Turkish mathematician (born 1949)

Selman Akbulut (born 1949) is a Turkish mathematician, specializing in research in topology, and geometry. He was a professor at Michigan State University until February 2020.

==Career==
In 1975, he earned his Ph.D. from the University of California, Berkeley as a student of Robion Kirby. In topology, he has worked on handlebody theory, low-dimensional manifolds, symplectic topology, G2 manifolds. In the topology of real-algebraic sets, he and Henry C. King proved that every compact piecewise-linear manifold is a real-algebraic set; they discovered new topological invariants of real-algebraic sets.

He was a visiting scholar several times at the Institute for Advanced Study (in 1975-76, 1980–81, 2002, and 2005).

On February 14, 2020, Akbulut was removed from his tenured position at MSU by the Board of Trustees, after disputes over his teaching allotments and communications with colleagues.

◆ ACTION ITEM A ◆
In the Akbulut biography, rewrite the paragraph beginning "In 1975, he earned his Ph.D." as a short bulleted list that keeps its main facts.
◆ ACTION ITEM B ◆
Carry on the Akbulut biography from its final sentence, adding a few sentences in the same style.

◆ AVAILABLE DATA ◆
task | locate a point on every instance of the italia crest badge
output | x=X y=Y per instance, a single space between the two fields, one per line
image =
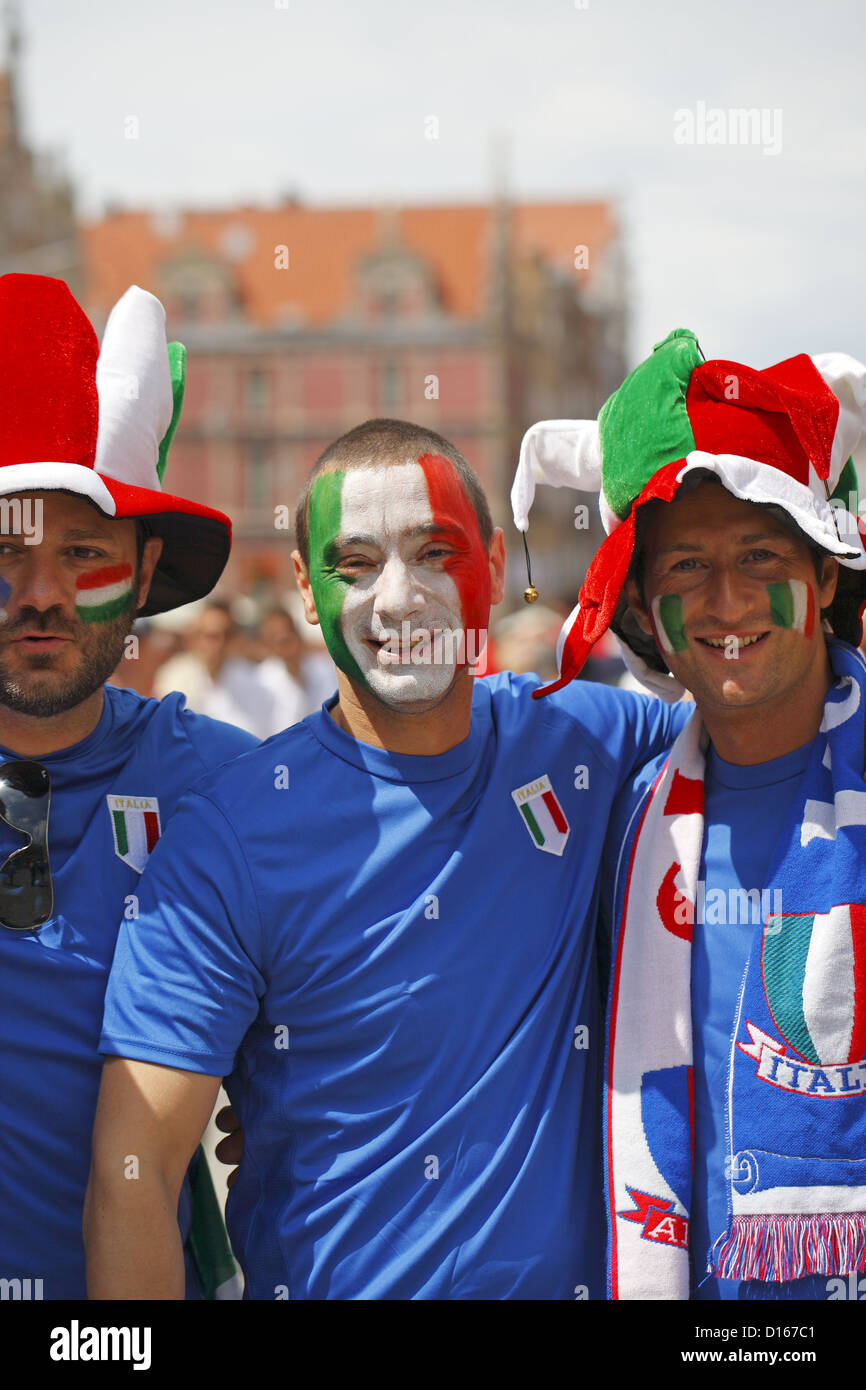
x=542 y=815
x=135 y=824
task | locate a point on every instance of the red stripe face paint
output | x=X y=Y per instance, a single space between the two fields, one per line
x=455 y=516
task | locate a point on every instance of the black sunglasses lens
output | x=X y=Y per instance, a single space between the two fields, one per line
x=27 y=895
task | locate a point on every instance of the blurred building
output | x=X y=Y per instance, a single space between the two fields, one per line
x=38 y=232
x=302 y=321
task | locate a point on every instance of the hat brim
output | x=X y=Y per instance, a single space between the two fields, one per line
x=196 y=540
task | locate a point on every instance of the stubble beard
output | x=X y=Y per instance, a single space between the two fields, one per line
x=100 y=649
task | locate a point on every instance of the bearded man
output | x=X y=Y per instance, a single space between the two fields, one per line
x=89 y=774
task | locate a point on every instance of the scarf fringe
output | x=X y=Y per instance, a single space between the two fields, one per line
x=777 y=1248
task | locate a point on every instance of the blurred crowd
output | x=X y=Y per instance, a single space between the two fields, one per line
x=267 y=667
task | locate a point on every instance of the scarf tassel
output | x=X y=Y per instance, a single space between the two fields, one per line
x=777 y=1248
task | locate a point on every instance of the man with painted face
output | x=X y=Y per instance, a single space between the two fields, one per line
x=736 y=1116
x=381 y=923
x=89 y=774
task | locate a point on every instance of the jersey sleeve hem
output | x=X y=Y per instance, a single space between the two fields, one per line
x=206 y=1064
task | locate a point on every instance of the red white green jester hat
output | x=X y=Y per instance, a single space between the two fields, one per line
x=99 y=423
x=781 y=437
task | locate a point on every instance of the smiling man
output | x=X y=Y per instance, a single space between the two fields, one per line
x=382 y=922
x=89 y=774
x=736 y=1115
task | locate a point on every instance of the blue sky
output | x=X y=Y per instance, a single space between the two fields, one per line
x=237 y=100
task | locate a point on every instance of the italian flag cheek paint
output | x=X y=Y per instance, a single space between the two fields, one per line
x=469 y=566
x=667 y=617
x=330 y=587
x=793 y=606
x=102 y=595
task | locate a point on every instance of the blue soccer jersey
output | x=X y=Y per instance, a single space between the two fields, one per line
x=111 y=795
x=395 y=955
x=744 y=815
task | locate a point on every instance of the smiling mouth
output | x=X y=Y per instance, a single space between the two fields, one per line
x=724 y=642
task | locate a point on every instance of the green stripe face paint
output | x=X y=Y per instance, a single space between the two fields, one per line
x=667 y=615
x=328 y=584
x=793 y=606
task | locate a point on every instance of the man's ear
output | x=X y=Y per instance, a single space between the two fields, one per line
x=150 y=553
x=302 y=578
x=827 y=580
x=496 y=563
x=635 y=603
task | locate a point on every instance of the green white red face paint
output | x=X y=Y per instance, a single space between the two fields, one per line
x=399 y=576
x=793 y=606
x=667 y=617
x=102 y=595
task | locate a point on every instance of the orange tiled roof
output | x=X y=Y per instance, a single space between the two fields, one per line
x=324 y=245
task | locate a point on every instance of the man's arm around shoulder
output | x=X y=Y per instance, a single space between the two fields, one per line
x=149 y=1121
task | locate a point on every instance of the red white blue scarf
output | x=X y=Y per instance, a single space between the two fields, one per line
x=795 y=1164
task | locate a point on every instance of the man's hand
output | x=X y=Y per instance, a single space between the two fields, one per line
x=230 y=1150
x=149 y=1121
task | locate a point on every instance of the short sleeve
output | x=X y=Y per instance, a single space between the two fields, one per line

◆ TASK OUTPUT A ◆
- Earned his Ph.D. in 1975 at the University of California, Berkeley, as a student of Robion Kirby.
- Worked in topology on handlebody theory, low-dimensional manifolds, symplectic topology and G2 manifolds.
- With Henry C. King, proved that every compact piecewise-linear manifold is a real-algebraic set.
- With King, discovered new topological invariants of real-algebraic sets.

◆ TASK OUTPUT B ◆
==Contributions==
He has developed 4-dimensional handlebody techniques, settling conjectures and solving problems about 4-manifolds, such as a conjecture of Christopher Zeeman, the Harer-Kas-Kirby conjecture, a problem of Martin Scharlemann, and problems of Sylvain Cappell and Julius Shaneson.
He constructed an exotic compact 4-manifold (with boundary) from which he discovered "Akbulut corks".

His most recent results concern the 4-dimensional smooth Poincaré conjecture. He has supervised 14 Ph.D. students as of 2019. He has more than 100 papers and three books published, and several books edited.